## Your objective
Through the end of the data below, output every line exactly, beginning with the line that contains "Where can the air".

## Data records
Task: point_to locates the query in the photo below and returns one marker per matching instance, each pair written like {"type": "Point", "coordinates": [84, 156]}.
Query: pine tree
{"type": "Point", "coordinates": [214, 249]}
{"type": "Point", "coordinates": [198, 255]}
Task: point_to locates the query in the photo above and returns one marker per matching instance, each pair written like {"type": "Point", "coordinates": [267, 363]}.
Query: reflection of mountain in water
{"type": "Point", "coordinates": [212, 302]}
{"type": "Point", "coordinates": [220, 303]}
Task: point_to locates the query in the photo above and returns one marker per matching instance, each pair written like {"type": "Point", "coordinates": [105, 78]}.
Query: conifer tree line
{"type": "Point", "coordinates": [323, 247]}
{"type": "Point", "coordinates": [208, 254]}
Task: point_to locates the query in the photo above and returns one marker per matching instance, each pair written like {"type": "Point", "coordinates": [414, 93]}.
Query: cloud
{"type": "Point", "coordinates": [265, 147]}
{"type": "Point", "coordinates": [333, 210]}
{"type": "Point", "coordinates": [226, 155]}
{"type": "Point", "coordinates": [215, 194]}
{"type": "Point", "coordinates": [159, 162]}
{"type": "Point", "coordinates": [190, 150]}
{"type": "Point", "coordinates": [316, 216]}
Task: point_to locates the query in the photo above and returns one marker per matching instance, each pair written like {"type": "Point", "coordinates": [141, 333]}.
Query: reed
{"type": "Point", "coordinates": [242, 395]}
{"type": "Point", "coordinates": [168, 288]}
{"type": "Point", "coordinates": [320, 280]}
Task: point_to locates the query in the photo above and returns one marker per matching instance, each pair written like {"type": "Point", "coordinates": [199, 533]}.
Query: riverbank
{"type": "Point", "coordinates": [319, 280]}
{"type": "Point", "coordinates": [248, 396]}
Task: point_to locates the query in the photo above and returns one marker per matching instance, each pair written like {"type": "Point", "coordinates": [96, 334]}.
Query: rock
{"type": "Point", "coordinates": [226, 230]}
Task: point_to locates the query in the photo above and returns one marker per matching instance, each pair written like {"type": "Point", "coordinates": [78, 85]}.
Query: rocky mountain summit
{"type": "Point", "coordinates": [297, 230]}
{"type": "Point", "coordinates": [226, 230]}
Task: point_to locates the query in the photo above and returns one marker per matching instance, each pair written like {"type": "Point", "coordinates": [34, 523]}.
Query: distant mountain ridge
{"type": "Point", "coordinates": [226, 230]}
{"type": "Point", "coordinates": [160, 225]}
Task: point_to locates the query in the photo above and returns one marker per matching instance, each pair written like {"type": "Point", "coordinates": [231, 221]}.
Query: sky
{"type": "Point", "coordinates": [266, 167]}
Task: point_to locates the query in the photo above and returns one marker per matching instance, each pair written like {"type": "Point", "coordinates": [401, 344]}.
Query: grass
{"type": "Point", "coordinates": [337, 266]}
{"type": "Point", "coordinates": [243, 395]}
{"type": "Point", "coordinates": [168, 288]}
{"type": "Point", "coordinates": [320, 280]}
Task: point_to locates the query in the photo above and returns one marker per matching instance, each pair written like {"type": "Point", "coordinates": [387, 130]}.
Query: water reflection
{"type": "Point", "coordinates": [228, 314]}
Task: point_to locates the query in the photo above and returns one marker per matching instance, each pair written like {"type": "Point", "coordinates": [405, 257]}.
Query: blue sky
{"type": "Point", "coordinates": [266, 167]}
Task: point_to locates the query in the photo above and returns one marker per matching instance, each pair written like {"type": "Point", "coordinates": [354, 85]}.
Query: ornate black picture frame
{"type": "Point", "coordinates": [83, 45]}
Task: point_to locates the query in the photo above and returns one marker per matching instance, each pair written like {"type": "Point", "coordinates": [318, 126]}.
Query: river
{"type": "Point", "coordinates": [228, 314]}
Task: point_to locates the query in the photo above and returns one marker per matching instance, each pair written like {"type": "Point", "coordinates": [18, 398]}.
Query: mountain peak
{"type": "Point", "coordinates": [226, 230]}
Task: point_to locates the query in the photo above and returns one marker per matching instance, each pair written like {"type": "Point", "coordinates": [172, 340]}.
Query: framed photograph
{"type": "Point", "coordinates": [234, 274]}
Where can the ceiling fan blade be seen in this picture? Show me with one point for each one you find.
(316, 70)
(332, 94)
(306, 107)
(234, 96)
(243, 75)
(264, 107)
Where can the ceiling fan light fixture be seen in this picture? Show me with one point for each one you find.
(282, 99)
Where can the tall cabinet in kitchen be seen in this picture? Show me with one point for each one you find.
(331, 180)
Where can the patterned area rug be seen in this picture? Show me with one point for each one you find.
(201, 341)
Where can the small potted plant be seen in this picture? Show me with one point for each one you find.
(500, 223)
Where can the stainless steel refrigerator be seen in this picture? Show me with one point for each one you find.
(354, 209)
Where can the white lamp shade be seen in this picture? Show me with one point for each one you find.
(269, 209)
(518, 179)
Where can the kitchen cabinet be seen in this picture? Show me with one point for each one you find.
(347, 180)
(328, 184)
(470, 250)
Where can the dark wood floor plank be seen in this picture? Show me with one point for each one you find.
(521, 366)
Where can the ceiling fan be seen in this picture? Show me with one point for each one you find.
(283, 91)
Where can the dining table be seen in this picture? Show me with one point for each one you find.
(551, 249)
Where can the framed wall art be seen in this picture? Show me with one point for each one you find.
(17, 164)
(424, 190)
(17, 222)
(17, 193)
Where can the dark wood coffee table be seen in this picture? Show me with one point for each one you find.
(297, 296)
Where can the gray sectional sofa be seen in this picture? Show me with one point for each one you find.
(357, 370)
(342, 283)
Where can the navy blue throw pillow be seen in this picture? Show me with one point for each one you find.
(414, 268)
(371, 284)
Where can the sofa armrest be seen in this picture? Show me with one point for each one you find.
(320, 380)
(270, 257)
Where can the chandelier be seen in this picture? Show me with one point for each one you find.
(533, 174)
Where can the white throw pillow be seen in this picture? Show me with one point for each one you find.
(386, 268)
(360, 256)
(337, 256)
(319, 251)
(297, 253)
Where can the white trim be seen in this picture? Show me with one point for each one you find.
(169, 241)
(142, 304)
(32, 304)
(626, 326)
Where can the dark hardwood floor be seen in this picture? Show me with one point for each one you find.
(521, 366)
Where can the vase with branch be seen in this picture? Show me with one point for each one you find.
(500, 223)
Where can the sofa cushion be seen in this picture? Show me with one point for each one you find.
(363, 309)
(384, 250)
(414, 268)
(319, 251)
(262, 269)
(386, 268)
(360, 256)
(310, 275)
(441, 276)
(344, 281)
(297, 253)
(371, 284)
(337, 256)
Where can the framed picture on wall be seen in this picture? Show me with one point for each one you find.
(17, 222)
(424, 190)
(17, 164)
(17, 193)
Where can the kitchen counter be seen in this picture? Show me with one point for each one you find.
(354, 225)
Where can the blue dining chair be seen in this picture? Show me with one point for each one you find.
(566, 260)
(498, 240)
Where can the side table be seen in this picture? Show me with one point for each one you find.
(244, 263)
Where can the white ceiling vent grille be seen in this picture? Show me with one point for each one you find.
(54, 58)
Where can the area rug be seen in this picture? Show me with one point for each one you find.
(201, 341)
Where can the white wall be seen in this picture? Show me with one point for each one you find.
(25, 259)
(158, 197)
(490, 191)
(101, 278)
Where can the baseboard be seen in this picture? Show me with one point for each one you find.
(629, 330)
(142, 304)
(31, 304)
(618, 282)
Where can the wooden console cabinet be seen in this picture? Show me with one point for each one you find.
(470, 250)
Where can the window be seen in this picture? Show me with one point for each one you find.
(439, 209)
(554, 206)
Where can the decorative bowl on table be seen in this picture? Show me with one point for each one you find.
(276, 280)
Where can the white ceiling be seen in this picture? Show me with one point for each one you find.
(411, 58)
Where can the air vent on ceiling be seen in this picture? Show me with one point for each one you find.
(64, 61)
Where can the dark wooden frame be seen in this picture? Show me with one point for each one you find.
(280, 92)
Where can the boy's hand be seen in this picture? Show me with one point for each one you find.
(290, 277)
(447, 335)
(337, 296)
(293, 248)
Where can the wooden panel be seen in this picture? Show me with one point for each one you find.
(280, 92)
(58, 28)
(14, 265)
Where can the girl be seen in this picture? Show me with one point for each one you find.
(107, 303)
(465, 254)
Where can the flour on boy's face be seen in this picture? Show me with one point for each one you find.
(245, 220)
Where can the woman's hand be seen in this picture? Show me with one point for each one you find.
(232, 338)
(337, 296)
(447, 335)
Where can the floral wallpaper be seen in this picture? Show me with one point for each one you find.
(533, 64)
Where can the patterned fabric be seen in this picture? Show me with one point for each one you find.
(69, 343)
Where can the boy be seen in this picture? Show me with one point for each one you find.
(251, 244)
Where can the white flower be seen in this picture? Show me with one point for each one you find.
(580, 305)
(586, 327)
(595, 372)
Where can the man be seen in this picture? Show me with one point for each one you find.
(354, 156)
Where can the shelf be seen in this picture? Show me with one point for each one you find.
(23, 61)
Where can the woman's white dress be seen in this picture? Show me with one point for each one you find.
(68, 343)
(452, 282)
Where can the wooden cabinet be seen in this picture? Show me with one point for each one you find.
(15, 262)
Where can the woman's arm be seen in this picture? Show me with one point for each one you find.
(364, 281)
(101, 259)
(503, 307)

## Answer box
Where can the air vent on ceiling be seen in this picture? Show me with one point for each one you find.
(64, 61)
Where can the dark wooden frame be seen in this picture? Show me with one point for each one you find.
(280, 92)
Where can the boy's hand be seen in this picture? Show me with one point for each one you find.
(290, 277)
(447, 335)
(337, 296)
(293, 248)
Where can the wooden panel be seen in this picture? Show me with one point for each one you find.
(280, 92)
(58, 28)
(14, 265)
Where can the girl be seen in this picture? Show me with one point for each one you find.
(107, 303)
(465, 254)
Where can the flour on boy's face be seen in this picture? Show me with one point for each one you find.
(245, 220)
Where can the woman's hand be seen in this picture? Show me with one point for each one you find.
(232, 338)
(337, 296)
(447, 335)
Where can the floral wallpaper be seen in this picture? Show me with one point for each one you find.
(533, 64)
Where can the patterned fabric be seen in this picture? Show me with one point for each one you find.
(69, 343)
Where can the boy be seen in this picture? Show me with one point for each one you find.
(251, 244)
Where can the white flower be seen in this picture? Show me with one point for each one you find.
(580, 305)
(586, 327)
(595, 372)
Where can the man be seen in this picture? Show me with one point for each one you find.
(354, 156)
Where can the shelf be seen in this picture? Show me with one point for each one you find.
(23, 61)
Where can the woman's white dress be seen in this picture? Show me with one point for each one you find.
(68, 343)
(452, 282)
Where can the wooden cabinet be seen in this picture? Show me with one point for each one you find.
(15, 262)
Where can the woman's arm be seen in this picture? Show me with one point for each one you find.
(364, 281)
(101, 259)
(503, 307)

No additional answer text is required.